→ **PROBLEM TO SOLVE**:
Below is a listing. Quote from it, exactly, the lines from the one containing "# provide a point for each instance of the wet" down to the one containing "# provide a point for each instance of the puddle", both ends included, and nothing else.

→ **TASK DATA**:
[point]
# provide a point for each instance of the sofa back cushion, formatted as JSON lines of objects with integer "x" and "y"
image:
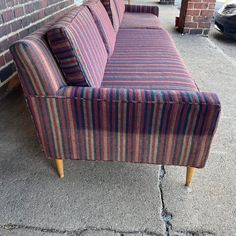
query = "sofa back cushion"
{"x": 120, "y": 7}
{"x": 38, "y": 71}
{"x": 104, "y": 24}
{"x": 112, "y": 13}
{"x": 78, "y": 48}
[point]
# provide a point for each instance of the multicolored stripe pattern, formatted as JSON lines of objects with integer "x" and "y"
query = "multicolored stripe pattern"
{"x": 112, "y": 13}
{"x": 140, "y": 20}
{"x": 120, "y": 7}
{"x": 38, "y": 70}
{"x": 142, "y": 126}
{"x": 142, "y": 9}
{"x": 78, "y": 47}
{"x": 146, "y": 58}
{"x": 104, "y": 24}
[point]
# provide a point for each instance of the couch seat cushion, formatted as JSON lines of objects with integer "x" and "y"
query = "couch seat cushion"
{"x": 104, "y": 24}
{"x": 146, "y": 58}
{"x": 140, "y": 20}
{"x": 78, "y": 48}
{"x": 120, "y": 6}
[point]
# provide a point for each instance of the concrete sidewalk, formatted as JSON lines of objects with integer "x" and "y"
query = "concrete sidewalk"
{"x": 120, "y": 199}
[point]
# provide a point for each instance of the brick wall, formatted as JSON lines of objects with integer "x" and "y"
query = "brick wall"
{"x": 196, "y": 16}
{"x": 19, "y": 18}
{"x": 167, "y": 2}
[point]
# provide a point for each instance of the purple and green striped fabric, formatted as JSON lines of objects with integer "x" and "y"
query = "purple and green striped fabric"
{"x": 111, "y": 9}
{"x": 78, "y": 47}
{"x": 142, "y": 9}
{"x": 38, "y": 71}
{"x": 120, "y": 7}
{"x": 129, "y": 125}
{"x": 147, "y": 58}
{"x": 141, "y": 16}
{"x": 140, "y": 20}
{"x": 104, "y": 25}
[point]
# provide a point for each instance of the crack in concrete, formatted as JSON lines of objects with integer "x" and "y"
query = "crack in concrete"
{"x": 196, "y": 233}
{"x": 166, "y": 216}
{"x": 77, "y": 232}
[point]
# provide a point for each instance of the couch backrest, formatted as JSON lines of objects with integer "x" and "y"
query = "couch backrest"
{"x": 104, "y": 24}
{"x": 112, "y": 13}
{"x": 37, "y": 69}
{"x": 78, "y": 47}
{"x": 120, "y": 7}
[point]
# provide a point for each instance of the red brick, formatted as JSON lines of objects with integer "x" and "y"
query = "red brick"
{"x": 8, "y": 57}
{"x": 5, "y": 29}
{"x": 188, "y": 18}
{"x": 207, "y": 13}
{"x": 186, "y": 30}
{"x": 209, "y": 1}
{"x": 199, "y": 1}
{"x": 3, "y": 4}
{"x": 204, "y": 25}
{"x": 201, "y": 18}
{"x": 200, "y": 5}
{"x": 29, "y": 8}
{"x": 8, "y": 15}
{"x": 191, "y": 24}
{"x": 19, "y": 11}
{"x": 2, "y": 61}
{"x": 212, "y": 6}
{"x": 16, "y": 25}
{"x": 190, "y": 5}
{"x": 193, "y": 12}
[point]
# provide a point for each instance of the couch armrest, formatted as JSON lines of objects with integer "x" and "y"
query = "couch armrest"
{"x": 161, "y": 127}
{"x": 142, "y": 9}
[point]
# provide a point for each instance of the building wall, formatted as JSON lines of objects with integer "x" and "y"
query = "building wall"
{"x": 19, "y": 18}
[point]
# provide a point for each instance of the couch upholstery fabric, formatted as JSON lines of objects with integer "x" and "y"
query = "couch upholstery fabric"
{"x": 104, "y": 24}
{"x": 140, "y": 20}
{"x": 79, "y": 49}
{"x": 39, "y": 73}
{"x": 112, "y": 13}
{"x": 131, "y": 125}
{"x": 147, "y": 58}
{"x": 120, "y": 7}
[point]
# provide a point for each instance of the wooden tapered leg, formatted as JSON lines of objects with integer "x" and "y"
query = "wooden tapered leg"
{"x": 60, "y": 167}
{"x": 189, "y": 175}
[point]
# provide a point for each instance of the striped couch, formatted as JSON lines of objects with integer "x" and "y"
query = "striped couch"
{"x": 106, "y": 83}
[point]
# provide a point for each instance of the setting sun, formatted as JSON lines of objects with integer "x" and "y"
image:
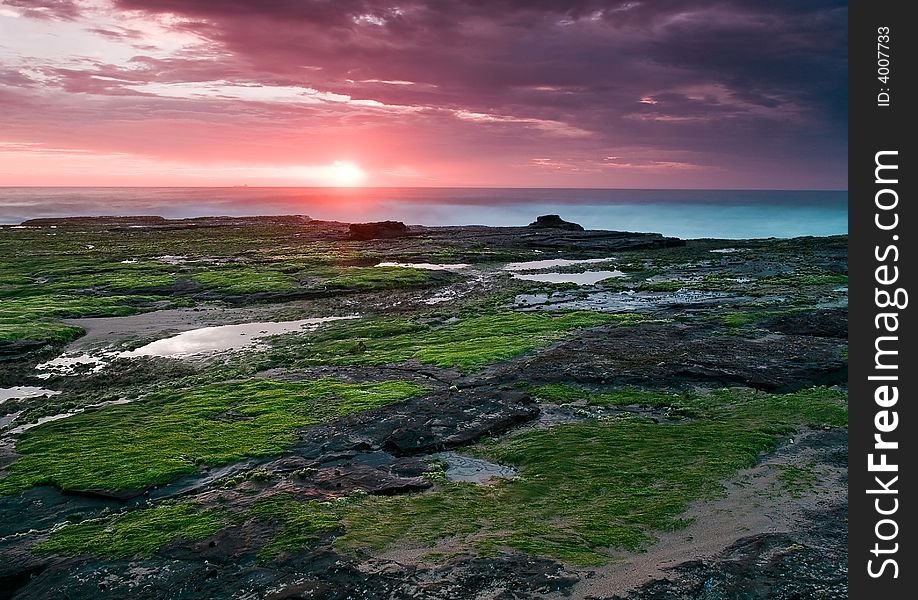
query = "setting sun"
{"x": 343, "y": 174}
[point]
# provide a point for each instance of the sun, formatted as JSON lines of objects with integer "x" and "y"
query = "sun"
{"x": 342, "y": 173}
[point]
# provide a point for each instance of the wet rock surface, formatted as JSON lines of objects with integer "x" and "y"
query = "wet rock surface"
{"x": 380, "y": 230}
{"x": 676, "y": 356}
{"x": 320, "y": 574}
{"x": 554, "y": 222}
{"x": 805, "y": 564}
{"x": 796, "y": 342}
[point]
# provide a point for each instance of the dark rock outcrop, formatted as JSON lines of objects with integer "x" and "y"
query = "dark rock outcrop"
{"x": 674, "y": 356}
{"x": 378, "y": 230}
{"x": 554, "y": 222}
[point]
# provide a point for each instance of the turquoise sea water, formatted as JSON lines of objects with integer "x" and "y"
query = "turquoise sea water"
{"x": 731, "y": 214}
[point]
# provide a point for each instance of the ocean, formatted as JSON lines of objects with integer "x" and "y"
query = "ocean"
{"x": 728, "y": 214}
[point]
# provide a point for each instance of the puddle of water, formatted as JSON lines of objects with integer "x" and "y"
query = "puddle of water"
{"x": 67, "y": 364}
{"x": 551, "y": 263}
{"x": 200, "y": 341}
{"x": 224, "y": 338}
{"x": 427, "y": 266}
{"x": 25, "y": 391}
{"x": 627, "y": 301}
{"x": 444, "y": 297}
{"x": 585, "y": 278}
{"x": 170, "y": 259}
{"x": 59, "y": 416}
{"x": 475, "y": 470}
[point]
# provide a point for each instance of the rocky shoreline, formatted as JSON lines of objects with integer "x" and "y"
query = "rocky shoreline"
{"x": 772, "y": 330}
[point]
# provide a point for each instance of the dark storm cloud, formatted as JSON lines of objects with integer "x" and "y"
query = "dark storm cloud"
{"x": 745, "y": 85}
{"x": 66, "y": 10}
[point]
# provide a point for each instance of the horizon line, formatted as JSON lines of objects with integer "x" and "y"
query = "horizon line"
{"x": 418, "y": 187}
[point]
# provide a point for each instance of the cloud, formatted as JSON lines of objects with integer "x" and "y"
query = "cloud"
{"x": 745, "y": 86}
{"x": 67, "y": 10}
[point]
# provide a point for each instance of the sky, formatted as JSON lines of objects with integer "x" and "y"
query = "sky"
{"x": 522, "y": 93}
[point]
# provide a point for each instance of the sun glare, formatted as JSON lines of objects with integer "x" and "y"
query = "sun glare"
{"x": 344, "y": 174}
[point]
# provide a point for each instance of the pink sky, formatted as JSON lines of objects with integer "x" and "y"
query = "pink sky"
{"x": 726, "y": 94}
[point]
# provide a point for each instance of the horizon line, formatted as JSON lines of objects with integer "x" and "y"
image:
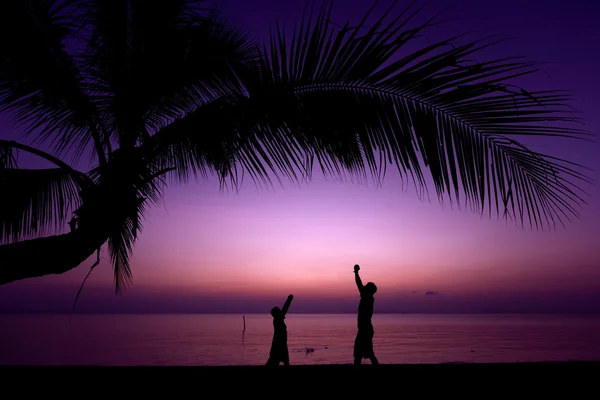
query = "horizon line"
{"x": 294, "y": 313}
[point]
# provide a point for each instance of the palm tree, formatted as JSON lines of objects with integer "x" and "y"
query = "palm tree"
{"x": 166, "y": 90}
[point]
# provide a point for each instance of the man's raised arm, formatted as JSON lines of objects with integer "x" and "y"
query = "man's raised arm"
{"x": 287, "y": 304}
{"x": 359, "y": 284}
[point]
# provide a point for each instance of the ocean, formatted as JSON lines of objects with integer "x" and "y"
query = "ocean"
{"x": 201, "y": 339}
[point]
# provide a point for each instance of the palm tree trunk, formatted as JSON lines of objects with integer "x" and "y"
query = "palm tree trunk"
{"x": 46, "y": 256}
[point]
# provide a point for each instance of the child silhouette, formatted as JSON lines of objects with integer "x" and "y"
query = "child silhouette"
{"x": 279, "y": 351}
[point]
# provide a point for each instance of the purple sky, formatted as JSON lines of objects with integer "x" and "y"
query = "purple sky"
{"x": 206, "y": 251}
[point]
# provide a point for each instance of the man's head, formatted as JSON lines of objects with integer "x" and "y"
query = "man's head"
{"x": 276, "y": 312}
{"x": 370, "y": 288}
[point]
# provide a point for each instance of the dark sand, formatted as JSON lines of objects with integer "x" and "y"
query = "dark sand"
{"x": 571, "y": 380}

→ **ANSWER TO THIS EXERCISE**:
# provide a point for each instance of the wet rock surface, formatted as JSON lines of objects with integer "x" and "y"
query = "wet rock surface"
{"x": 380, "y": 230}
{"x": 676, "y": 356}
{"x": 320, "y": 574}
{"x": 554, "y": 222}
{"x": 805, "y": 564}
{"x": 796, "y": 342}
[point]
# provide a point for each instance of the dark rock outcrop, formatted as JSON lines of objects with integer "x" and "y"
query = "dark rock outcrop"
{"x": 674, "y": 356}
{"x": 378, "y": 230}
{"x": 554, "y": 222}
[point]
# provide a point for each instance of the turquoise sea water, formatted as JSON lines of objects with integer "x" and "y"
query = "turquoise sea water"
{"x": 731, "y": 214}
[point]
# provide a point for each instance of the ocean, formatted as JSON lines of objects with integer "x" and "y"
query = "ocean"
{"x": 728, "y": 214}
[point]
# provide a point for each instance of the puddle of water, formatted as JSON lines of objects with integer "x" and "y"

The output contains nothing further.